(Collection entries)

-.-.-

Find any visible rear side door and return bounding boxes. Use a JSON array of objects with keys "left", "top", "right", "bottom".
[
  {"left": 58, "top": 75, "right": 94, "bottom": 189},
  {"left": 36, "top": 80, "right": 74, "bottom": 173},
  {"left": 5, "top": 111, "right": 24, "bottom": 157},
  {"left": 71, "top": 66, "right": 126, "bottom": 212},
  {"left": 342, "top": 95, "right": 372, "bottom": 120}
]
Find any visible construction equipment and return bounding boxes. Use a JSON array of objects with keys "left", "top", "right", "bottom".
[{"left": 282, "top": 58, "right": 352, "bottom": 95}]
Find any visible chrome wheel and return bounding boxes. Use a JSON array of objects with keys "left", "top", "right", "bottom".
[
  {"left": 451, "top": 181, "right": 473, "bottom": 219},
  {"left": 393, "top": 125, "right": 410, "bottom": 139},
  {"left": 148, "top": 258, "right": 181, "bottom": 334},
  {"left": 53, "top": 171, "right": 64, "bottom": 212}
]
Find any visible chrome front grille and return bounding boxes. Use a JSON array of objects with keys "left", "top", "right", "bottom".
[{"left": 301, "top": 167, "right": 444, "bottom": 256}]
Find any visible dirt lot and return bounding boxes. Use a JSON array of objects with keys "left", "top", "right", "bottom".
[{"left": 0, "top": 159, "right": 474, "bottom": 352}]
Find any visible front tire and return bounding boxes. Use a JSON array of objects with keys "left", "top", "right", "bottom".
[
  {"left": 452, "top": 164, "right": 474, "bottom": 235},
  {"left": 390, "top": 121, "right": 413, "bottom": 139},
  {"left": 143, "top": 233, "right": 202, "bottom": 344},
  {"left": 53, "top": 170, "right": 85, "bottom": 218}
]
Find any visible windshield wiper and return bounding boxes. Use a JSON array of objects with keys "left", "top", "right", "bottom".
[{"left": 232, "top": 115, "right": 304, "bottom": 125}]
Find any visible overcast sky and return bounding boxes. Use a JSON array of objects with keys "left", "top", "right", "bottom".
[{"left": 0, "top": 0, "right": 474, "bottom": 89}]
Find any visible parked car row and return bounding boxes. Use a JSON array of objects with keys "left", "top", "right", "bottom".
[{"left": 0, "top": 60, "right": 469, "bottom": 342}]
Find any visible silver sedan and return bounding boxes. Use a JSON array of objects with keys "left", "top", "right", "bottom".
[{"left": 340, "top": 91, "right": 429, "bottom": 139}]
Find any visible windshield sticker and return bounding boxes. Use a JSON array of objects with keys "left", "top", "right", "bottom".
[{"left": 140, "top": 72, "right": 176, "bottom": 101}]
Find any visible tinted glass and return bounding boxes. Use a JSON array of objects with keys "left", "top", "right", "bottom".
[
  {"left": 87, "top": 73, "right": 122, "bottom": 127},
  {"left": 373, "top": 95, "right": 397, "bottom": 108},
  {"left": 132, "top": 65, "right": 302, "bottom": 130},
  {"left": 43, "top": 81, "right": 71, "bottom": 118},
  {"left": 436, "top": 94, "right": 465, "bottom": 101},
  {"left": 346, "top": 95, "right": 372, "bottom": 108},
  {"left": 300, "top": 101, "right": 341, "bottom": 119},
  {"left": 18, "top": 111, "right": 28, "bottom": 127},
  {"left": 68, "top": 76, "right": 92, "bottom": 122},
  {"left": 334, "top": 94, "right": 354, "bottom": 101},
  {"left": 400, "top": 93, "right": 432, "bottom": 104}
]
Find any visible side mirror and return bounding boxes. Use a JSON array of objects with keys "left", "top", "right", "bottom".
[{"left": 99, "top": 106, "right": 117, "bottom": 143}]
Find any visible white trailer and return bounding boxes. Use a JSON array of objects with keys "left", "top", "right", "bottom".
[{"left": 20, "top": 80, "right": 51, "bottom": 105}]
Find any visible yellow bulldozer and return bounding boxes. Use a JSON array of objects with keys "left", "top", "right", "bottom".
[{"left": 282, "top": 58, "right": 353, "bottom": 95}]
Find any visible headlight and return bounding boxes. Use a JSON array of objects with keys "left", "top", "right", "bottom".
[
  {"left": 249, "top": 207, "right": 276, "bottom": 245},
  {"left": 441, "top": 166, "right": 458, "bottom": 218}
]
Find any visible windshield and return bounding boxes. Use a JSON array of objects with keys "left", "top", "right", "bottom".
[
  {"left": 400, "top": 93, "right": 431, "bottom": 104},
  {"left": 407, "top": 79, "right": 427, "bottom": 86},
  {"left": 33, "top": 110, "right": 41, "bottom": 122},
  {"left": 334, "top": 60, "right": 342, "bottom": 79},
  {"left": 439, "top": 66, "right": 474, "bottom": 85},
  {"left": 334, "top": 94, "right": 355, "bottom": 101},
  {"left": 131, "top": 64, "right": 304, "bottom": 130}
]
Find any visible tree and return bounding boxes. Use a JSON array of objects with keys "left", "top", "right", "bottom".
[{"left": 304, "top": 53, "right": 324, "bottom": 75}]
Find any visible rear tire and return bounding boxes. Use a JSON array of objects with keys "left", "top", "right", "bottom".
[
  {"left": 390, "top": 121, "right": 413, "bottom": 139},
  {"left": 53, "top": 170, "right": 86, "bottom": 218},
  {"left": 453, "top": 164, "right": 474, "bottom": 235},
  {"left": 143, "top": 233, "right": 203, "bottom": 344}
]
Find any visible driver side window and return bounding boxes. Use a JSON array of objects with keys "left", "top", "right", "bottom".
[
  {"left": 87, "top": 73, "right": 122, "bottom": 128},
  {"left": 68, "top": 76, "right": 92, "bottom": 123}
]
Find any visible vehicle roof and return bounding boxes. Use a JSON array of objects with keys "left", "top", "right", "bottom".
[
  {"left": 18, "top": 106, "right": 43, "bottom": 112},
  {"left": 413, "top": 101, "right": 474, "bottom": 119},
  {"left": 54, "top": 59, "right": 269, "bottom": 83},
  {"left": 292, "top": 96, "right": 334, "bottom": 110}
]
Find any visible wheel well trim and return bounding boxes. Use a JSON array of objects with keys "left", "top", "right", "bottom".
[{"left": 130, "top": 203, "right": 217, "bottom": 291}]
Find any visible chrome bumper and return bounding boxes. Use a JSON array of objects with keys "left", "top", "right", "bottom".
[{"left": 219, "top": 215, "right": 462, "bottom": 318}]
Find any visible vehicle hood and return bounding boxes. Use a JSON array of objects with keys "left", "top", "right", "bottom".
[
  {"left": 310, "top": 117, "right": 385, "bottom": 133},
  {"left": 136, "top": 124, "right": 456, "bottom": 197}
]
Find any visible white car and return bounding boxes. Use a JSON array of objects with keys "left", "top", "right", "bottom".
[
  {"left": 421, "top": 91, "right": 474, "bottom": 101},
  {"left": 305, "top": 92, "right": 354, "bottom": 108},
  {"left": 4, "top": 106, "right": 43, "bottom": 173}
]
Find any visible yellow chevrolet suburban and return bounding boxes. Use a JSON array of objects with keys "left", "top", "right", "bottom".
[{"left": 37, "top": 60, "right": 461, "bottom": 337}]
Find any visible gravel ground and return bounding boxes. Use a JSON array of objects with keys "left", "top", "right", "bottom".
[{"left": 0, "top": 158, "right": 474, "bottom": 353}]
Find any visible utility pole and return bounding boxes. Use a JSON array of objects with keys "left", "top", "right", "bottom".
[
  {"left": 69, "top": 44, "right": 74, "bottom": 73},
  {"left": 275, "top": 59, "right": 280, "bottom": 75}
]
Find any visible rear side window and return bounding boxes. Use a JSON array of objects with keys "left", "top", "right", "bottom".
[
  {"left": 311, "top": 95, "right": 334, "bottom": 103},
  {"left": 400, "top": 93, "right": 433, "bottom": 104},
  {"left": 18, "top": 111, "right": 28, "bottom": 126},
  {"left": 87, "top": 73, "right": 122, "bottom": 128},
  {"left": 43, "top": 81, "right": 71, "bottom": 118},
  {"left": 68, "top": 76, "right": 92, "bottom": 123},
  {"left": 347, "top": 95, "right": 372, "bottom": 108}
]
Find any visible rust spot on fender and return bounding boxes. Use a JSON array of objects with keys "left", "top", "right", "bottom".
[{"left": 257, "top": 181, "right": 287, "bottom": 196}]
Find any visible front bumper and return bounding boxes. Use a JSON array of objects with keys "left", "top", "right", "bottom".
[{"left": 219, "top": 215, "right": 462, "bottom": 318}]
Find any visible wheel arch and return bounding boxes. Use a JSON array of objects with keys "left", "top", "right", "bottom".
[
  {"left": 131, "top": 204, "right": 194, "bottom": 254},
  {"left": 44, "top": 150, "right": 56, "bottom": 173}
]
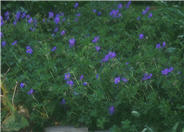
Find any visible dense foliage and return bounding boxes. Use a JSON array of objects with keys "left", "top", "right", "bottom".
[{"left": 1, "top": 1, "right": 184, "bottom": 132}]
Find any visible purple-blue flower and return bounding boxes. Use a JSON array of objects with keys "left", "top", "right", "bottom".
[
  {"left": 51, "top": 46, "right": 56, "bottom": 52},
  {"left": 142, "top": 73, "right": 152, "bottom": 81},
  {"left": 60, "top": 30, "right": 65, "bottom": 36},
  {"left": 109, "top": 106, "right": 115, "bottom": 115},
  {"left": 139, "top": 33, "right": 144, "bottom": 39},
  {"left": 96, "top": 74, "right": 99, "bottom": 79},
  {"left": 168, "top": 67, "right": 174, "bottom": 72},
  {"left": 0, "top": 32, "right": 3, "bottom": 38},
  {"left": 162, "top": 42, "right": 166, "bottom": 47},
  {"left": 1, "top": 16, "right": 4, "bottom": 26},
  {"left": 114, "top": 77, "right": 120, "bottom": 84},
  {"left": 161, "top": 67, "right": 174, "bottom": 75},
  {"left": 137, "top": 16, "right": 141, "bottom": 21},
  {"left": 60, "top": 98, "right": 66, "bottom": 105},
  {"left": 15, "top": 11, "right": 21, "bottom": 21},
  {"left": 54, "top": 27, "right": 59, "bottom": 33},
  {"left": 83, "top": 82, "right": 88, "bottom": 86},
  {"left": 26, "top": 14, "right": 30, "bottom": 19},
  {"left": 12, "top": 40, "right": 17, "bottom": 45},
  {"left": 65, "top": 73, "right": 70, "bottom": 80},
  {"left": 80, "top": 75, "right": 84, "bottom": 80},
  {"left": 28, "top": 17, "right": 33, "bottom": 24},
  {"left": 66, "top": 80, "right": 73, "bottom": 87},
  {"left": 26, "top": 46, "right": 33, "bottom": 54},
  {"left": 76, "top": 13, "right": 80, "bottom": 17},
  {"left": 121, "top": 77, "right": 128, "bottom": 83},
  {"left": 27, "top": 89, "right": 34, "bottom": 95},
  {"left": 54, "top": 17, "right": 60, "bottom": 24},
  {"left": 109, "top": 10, "right": 121, "bottom": 17},
  {"left": 92, "top": 36, "right": 100, "bottom": 43},
  {"left": 97, "top": 11, "right": 102, "bottom": 16},
  {"left": 1, "top": 41, "right": 6, "bottom": 47},
  {"left": 49, "top": 12, "right": 54, "bottom": 18},
  {"left": 95, "top": 46, "right": 100, "bottom": 51},
  {"left": 21, "top": 12, "right": 26, "bottom": 19},
  {"left": 142, "top": 6, "right": 152, "bottom": 15},
  {"left": 69, "top": 38, "right": 75, "bottom": 47},
  {"left": 13, "top": 20, "right": 17, "bottom": 25},
  {"left": 126, "top": 0, "right": 131, "bottom": 8},
  {"left": 156, "top": 44, "right": 161, "bottom": 49},
  {"left": 118, "top": 3, "right": 123, "bottom": 9},
  {"left": 102, "top": 51, "right": 116, "bottom": 62},
  {"left": 93, "top": 9, "right": 96, "bottom": 13},
  {"left": 20, "top": 83, "right": 25, "bottom": 88},
  {"left": 74, "top": 2, "right": 79, "bottom": 8},
  {"left": 148, "top": 13, "right": 153, "bottom": 18},
  {"left": 108, "top": 51, "right": 116, "bottom": 59}
]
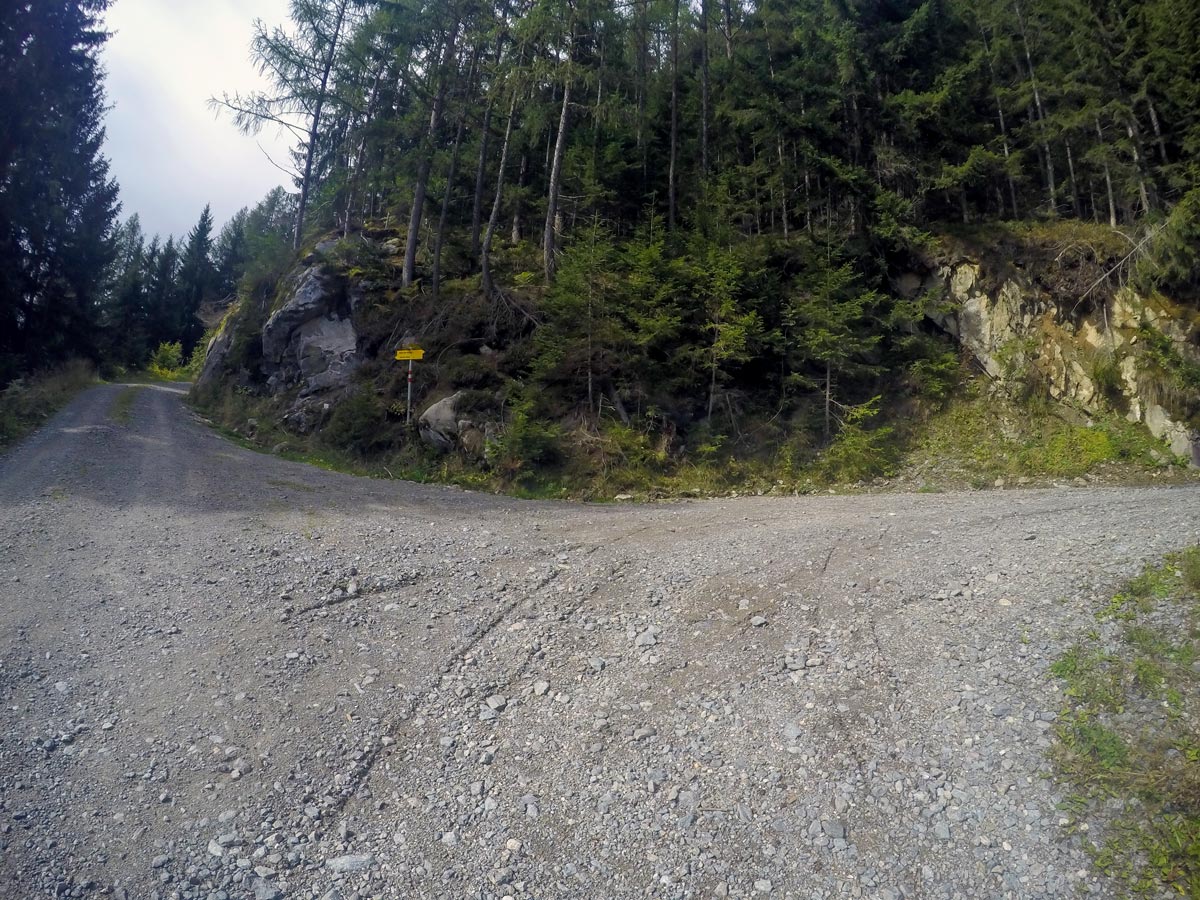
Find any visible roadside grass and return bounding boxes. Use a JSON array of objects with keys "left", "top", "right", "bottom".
[
  {"left": 108, "top": 388, "right": 145, "bottom": 425},
  {"left": 0, "top": 360, "right": 98, "bottom": 448},
  {"left": 904, "top": 383, "right": 1183, "bottom": 487},
  {"left": 1050, "top": 546, "right": 1200, "bottom": 899}
]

-.-.-

> What you are asked to do:
Pick out every line in the data above that contains the word "yellow", and copy each of those lines unchanged.

> Finished answer:
Find any visible yellow bulldozer and return bounding boxes. Use a JSON array of objects with keys "left", "top", "right", "bottom".
Find any visible yellow chevrolet suburban and return bounding boxes. Use a JSON array of objects with keys "left", "top", "right", "bottom".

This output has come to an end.